*Your assignment:* What you return should be each line of the data containing the string "carabiner".

============================================================

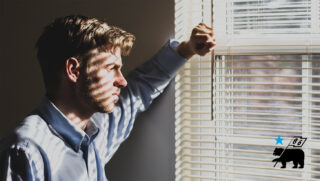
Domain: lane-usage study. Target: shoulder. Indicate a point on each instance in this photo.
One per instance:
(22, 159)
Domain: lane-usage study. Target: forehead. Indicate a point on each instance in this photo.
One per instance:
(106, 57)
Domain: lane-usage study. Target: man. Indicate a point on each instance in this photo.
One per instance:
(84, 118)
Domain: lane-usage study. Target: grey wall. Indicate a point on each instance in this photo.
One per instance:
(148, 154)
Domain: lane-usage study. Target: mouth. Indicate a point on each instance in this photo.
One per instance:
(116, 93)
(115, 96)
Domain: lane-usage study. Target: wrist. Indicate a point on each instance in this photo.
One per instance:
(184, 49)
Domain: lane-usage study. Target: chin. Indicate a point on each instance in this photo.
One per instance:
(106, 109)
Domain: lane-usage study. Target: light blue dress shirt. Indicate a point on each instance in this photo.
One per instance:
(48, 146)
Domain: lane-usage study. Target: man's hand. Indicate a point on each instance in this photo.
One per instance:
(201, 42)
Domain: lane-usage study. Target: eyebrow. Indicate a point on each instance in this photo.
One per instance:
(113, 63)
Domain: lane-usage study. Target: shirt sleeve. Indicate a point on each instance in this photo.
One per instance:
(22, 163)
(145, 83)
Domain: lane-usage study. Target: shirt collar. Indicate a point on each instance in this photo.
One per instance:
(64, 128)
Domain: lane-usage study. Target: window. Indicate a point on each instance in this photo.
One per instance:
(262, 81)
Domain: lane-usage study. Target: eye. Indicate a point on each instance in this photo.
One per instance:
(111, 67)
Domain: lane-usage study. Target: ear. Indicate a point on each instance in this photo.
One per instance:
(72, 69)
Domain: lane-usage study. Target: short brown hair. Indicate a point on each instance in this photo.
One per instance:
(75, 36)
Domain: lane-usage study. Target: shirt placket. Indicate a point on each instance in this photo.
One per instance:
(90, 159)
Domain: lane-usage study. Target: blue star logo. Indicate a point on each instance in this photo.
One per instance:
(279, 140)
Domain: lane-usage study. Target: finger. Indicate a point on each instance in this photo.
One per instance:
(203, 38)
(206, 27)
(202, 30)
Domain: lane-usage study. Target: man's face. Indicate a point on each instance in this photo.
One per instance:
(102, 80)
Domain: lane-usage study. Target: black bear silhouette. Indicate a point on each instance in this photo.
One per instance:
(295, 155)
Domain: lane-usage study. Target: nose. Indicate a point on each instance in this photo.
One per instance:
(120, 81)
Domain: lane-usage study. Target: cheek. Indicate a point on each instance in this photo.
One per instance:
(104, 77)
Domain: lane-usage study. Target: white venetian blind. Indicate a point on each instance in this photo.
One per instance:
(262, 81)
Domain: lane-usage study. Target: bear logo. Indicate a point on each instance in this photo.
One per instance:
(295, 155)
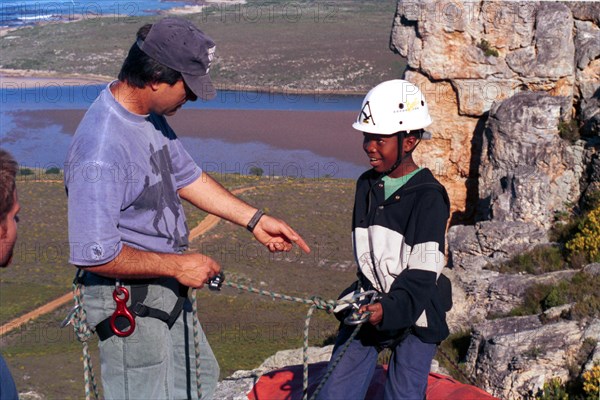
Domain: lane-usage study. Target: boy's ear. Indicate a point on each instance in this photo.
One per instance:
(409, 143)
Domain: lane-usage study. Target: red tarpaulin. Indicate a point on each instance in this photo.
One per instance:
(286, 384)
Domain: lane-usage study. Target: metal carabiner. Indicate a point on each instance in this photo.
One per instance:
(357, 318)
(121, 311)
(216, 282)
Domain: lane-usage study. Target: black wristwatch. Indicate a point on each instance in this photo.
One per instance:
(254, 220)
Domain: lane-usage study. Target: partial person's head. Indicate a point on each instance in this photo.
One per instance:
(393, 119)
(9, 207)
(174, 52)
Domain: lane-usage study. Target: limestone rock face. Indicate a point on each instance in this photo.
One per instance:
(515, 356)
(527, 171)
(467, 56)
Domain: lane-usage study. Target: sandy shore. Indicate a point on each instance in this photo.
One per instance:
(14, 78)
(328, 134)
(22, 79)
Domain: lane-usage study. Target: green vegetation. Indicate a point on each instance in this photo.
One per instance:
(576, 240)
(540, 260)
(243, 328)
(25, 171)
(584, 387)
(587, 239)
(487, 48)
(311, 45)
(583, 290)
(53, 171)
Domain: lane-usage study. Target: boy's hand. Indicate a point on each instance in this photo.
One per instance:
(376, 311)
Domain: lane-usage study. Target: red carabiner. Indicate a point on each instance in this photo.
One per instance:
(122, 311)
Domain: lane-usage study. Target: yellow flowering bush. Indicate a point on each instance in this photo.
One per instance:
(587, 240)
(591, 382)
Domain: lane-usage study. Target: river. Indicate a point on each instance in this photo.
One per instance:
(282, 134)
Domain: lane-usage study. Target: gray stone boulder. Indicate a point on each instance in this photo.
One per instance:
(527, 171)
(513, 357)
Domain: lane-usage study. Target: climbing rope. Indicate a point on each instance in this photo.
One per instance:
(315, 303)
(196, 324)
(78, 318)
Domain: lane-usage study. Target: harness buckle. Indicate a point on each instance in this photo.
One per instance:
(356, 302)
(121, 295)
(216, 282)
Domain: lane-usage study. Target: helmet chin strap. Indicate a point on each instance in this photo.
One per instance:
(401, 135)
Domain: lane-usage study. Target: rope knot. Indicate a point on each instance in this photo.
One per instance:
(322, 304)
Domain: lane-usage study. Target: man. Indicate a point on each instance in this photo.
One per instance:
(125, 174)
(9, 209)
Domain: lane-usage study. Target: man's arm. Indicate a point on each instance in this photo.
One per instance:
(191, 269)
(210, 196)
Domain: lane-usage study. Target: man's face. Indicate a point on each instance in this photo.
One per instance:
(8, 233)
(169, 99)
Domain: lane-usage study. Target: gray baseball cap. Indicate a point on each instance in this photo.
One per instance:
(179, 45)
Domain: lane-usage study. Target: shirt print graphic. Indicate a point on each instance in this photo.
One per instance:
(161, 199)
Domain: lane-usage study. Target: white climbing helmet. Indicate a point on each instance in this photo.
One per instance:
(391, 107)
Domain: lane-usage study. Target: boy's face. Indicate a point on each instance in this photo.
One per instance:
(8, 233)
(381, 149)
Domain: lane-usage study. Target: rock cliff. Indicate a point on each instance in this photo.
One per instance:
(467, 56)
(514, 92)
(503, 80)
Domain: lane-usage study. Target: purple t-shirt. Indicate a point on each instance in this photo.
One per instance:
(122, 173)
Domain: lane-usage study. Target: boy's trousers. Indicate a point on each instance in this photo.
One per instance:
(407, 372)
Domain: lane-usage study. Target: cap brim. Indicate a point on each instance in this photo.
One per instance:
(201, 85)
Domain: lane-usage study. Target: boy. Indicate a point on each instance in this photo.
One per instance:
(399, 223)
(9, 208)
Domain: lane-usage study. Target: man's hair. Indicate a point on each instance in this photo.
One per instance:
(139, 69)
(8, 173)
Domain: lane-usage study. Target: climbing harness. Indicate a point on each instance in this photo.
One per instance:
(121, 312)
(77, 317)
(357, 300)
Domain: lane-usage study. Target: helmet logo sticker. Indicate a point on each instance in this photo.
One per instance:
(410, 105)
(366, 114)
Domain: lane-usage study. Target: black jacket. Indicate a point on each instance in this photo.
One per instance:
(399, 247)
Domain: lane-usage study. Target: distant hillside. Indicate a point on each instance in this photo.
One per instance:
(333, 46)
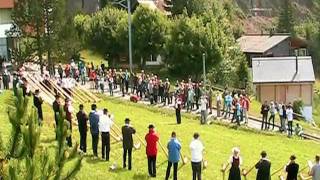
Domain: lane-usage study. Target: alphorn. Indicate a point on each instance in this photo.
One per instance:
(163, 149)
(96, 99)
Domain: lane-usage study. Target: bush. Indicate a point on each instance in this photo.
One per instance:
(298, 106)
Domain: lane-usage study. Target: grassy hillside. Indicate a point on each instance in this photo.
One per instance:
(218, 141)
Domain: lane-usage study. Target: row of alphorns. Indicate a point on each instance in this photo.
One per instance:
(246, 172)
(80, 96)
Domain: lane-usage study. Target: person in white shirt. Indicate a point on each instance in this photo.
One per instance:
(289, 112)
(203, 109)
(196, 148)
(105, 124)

============================================================

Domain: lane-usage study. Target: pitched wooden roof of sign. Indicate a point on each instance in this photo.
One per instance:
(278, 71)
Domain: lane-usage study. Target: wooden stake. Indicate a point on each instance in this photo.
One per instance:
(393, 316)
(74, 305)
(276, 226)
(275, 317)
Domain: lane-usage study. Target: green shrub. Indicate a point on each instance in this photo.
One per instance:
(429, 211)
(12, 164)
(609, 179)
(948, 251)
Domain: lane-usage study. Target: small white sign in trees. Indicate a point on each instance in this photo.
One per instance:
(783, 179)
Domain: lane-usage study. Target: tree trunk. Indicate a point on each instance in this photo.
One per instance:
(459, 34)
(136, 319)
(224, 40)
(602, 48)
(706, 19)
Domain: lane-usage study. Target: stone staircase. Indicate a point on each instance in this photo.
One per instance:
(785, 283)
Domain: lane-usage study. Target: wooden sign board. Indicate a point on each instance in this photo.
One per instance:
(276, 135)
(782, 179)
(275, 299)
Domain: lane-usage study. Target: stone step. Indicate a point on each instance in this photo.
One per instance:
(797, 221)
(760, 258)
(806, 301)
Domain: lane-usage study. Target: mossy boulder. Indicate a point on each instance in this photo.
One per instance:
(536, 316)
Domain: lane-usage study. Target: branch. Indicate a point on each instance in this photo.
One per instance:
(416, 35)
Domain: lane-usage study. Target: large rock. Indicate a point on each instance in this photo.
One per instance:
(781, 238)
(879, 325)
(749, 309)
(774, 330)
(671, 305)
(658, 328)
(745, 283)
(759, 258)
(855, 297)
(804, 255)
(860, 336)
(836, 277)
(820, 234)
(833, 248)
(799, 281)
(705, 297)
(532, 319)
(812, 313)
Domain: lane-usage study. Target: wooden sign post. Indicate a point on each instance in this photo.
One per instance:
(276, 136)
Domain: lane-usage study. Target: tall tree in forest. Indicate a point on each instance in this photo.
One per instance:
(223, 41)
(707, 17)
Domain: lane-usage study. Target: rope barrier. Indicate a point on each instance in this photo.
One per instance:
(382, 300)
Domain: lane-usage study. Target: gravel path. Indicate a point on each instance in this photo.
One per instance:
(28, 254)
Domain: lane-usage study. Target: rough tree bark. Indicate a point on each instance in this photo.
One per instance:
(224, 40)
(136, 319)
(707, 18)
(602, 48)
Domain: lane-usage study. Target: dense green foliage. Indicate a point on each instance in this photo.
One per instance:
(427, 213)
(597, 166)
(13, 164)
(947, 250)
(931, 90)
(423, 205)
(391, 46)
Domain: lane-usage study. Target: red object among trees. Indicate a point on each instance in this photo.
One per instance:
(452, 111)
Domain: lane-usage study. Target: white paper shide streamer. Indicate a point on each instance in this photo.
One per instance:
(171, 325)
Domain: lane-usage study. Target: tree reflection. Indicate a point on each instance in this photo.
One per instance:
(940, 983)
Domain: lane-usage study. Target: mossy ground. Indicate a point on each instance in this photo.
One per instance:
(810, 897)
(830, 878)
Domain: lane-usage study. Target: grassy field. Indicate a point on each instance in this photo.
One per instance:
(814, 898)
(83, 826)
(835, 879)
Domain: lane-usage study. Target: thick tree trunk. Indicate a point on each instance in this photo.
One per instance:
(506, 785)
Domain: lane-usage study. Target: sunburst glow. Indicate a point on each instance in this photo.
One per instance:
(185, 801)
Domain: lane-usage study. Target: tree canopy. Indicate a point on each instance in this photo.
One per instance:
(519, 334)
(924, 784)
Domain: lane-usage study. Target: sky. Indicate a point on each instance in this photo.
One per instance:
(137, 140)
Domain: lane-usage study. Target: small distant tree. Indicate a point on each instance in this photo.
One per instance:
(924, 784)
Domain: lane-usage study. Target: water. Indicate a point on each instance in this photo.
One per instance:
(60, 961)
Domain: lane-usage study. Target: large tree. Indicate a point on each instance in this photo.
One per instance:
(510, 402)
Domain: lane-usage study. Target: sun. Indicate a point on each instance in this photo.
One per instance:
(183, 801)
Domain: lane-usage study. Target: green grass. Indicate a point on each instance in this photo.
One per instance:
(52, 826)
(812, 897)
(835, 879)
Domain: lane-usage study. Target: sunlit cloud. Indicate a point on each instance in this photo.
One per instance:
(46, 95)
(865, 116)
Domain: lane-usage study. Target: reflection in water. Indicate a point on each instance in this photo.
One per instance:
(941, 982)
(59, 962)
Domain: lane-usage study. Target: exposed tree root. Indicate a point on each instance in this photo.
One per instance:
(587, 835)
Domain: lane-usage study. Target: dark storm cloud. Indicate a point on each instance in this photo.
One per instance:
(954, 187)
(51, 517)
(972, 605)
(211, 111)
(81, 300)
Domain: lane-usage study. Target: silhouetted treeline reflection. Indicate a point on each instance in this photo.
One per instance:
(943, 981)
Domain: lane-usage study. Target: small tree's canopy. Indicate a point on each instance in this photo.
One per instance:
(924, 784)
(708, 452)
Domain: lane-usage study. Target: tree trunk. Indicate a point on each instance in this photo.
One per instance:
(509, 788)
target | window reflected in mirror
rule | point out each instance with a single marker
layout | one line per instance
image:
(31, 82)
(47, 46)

============================================================

*Answer space:*
Domain: lane-usage study. Target: metal carabiner. Indicate a point on each instance in this photo.
Domain: lane-usage study. Target: red carabiner. Indicate a point on each instance in this photo.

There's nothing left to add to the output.